::: Record excerpts

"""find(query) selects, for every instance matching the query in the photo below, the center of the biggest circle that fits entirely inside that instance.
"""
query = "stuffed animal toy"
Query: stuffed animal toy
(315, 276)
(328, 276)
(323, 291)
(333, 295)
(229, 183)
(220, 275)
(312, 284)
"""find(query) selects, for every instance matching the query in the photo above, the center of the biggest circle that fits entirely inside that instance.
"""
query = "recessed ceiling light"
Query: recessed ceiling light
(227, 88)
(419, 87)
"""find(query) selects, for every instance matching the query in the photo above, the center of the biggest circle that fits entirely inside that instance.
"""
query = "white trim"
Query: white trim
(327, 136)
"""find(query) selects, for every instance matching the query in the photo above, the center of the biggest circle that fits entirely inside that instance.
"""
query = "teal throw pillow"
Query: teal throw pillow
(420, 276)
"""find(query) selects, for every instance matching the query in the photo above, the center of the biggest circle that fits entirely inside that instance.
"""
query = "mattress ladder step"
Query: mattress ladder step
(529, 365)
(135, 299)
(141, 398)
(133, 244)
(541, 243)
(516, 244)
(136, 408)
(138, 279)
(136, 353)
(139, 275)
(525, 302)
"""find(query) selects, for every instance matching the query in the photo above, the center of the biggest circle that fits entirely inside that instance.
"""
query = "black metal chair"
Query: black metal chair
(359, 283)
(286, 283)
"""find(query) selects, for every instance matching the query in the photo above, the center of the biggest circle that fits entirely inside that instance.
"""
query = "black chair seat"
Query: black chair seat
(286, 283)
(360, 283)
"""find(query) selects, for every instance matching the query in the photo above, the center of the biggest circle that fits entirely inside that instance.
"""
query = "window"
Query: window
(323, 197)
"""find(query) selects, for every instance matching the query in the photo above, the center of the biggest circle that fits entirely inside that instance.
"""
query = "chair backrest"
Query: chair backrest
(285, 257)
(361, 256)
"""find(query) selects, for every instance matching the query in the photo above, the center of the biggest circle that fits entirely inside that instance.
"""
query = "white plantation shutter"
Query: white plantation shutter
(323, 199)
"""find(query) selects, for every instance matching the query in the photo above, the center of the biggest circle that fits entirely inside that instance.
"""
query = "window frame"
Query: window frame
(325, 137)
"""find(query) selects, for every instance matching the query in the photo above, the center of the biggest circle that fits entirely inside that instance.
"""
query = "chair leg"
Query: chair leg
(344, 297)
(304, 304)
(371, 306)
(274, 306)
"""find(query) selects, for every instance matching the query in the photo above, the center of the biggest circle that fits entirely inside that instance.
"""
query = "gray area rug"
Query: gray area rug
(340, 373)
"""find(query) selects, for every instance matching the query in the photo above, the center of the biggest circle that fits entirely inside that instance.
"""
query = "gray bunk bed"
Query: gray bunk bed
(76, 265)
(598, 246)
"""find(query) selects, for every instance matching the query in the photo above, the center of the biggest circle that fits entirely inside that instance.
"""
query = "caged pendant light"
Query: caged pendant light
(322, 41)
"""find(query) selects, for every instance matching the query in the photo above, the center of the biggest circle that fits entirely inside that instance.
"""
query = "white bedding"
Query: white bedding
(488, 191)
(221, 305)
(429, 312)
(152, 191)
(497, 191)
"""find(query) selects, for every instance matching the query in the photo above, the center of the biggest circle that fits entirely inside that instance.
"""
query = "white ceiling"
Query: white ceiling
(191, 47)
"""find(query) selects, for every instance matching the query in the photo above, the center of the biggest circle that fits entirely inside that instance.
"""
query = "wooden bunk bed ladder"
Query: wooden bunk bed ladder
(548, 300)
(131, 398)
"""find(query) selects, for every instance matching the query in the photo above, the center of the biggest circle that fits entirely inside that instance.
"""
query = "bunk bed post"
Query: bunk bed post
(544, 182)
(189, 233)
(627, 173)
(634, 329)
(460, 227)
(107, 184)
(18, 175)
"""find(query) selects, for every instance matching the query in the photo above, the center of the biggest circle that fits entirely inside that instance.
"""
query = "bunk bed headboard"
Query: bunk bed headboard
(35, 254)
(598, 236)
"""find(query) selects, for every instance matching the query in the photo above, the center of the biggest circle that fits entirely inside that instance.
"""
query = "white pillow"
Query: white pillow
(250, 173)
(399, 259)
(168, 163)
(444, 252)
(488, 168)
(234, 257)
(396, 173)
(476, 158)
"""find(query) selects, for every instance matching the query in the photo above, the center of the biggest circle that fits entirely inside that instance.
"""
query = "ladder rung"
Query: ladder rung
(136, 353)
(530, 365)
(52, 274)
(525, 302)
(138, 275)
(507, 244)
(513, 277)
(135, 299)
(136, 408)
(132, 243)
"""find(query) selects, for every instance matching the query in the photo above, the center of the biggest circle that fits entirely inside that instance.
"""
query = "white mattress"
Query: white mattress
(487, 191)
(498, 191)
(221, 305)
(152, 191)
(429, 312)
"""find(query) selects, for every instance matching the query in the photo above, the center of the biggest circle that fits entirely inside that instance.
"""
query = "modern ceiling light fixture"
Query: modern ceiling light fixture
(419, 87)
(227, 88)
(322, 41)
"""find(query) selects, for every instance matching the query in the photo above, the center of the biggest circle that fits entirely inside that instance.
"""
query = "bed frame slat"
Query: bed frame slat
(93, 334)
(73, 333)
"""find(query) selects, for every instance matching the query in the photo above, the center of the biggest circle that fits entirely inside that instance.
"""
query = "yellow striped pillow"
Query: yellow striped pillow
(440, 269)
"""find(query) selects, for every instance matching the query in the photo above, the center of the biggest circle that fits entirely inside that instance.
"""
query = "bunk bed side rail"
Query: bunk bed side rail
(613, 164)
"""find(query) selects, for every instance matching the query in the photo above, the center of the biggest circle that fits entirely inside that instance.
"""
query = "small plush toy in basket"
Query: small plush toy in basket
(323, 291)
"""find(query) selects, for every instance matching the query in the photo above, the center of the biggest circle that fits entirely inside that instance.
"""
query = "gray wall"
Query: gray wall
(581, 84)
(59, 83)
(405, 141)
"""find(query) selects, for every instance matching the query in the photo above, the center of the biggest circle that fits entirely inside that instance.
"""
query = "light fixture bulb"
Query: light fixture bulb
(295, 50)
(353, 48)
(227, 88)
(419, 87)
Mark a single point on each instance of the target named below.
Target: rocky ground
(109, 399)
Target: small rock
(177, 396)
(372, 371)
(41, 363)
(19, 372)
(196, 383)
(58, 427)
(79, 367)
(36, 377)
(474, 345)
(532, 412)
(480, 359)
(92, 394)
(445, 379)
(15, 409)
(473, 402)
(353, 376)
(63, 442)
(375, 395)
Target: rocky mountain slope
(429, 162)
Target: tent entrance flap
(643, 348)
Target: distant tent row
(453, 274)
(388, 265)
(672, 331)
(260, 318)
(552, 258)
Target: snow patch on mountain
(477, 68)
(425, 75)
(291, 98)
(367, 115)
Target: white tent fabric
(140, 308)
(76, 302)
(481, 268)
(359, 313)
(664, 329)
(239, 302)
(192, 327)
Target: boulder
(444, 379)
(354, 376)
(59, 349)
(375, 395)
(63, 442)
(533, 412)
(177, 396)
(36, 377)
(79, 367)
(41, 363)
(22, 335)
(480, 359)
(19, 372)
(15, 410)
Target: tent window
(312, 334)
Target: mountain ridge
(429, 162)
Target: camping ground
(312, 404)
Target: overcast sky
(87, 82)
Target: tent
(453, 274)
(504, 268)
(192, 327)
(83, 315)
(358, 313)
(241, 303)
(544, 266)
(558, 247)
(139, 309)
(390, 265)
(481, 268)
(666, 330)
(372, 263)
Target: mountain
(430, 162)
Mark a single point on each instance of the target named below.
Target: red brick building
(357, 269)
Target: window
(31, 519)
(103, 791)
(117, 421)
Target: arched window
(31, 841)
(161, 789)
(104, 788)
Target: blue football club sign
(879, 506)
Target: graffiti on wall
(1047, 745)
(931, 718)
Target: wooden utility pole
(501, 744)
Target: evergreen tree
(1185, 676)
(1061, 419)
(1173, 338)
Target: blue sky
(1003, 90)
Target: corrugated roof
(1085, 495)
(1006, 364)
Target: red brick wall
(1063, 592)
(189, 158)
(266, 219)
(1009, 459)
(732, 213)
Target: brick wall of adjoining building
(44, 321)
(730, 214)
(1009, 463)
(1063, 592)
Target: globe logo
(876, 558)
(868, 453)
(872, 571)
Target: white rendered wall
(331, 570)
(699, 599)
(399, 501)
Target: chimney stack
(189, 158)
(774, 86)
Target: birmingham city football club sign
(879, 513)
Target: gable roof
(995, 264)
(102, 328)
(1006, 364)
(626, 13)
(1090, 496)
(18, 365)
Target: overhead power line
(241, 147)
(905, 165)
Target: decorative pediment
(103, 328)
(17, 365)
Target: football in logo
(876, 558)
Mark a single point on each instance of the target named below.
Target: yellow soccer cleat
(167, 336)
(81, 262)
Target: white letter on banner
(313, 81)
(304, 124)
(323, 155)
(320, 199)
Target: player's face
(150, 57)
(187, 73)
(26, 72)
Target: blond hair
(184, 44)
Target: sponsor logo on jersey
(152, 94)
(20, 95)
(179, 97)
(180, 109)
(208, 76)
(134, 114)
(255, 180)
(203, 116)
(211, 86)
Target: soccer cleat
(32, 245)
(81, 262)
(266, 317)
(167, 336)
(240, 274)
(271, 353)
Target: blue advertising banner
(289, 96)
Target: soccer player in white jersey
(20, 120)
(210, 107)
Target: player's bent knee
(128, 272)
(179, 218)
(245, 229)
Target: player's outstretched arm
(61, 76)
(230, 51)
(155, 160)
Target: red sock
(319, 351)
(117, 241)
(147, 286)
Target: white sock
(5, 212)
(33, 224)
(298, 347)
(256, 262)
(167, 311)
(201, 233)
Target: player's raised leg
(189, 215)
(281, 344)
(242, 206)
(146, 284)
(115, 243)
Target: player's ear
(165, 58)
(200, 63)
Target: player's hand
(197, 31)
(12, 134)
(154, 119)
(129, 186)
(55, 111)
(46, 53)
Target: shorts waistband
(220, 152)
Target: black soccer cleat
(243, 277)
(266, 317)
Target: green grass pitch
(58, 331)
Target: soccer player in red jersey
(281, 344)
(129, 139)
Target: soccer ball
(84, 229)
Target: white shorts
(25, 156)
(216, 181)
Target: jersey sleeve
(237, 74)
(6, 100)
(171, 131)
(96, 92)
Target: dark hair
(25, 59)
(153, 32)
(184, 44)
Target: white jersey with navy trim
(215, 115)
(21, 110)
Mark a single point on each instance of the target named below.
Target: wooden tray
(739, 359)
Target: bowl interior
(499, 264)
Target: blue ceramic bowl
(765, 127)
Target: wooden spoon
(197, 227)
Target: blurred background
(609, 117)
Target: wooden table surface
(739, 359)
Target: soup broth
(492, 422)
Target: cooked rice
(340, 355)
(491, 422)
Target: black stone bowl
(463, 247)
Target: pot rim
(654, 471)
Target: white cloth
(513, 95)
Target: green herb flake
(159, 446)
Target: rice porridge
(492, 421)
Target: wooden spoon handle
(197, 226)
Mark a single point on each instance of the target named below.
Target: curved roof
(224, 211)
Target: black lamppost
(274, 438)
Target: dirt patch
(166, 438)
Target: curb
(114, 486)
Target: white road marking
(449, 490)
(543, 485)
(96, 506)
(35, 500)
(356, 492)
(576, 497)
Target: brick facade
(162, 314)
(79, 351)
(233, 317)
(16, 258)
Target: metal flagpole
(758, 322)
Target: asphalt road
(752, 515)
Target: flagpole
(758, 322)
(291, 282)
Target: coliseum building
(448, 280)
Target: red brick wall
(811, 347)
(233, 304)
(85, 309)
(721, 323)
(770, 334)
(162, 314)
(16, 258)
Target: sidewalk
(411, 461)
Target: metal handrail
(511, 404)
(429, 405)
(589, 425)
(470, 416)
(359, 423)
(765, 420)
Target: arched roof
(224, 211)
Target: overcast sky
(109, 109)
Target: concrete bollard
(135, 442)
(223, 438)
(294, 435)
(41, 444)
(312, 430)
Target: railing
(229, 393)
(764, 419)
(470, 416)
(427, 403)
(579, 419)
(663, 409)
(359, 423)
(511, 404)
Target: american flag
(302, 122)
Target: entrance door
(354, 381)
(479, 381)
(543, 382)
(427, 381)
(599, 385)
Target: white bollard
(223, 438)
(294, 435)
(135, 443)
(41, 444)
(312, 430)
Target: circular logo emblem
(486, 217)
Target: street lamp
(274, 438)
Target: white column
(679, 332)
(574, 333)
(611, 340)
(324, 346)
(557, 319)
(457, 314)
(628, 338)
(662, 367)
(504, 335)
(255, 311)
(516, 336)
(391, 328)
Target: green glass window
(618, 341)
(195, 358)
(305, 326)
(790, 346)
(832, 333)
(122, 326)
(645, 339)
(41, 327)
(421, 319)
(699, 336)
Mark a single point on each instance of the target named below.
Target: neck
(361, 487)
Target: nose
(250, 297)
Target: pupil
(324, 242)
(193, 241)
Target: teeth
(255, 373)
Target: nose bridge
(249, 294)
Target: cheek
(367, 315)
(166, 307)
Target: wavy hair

::::::

# Required work
Set down, exactly and without anything extra, every line from the one that contains "Target: white bollard" through the final line of the material.

# Response
Target: white bollard
(223, 438)
(294, 435)
(135, 443)
(41, 444)
(312, 430)
Target: circular logo emblem
(486, 217)
Target: street lamp
(274, 438)
Target: white column
(679, 332)
(574, 333)
(611, 340)
(324, 346)
(557, 319)
(457, 314)
(628, 338)
(662, 367)
(504, 335)
(255, 311)
(516, 336)
(391, 328)
Target: green glass window
(618, 341)
(195, 358)
(305, 326)
(790, 346)
(832, 333)
(122, 326)
(645, 339)
(41, 327)
(421, 319)
(699, 336)
Mark a single point on each instance of the target named below.
Target: neck
(361, 487)
Target: nose
(250, 297)
Target: pupil
(324, 242)
(193, 241)
Target: teeth
(255, 373)
Target: nose bridge
(249, 294)
Target: cheek
(367, 315)
(166, 307)
Target: wavy hair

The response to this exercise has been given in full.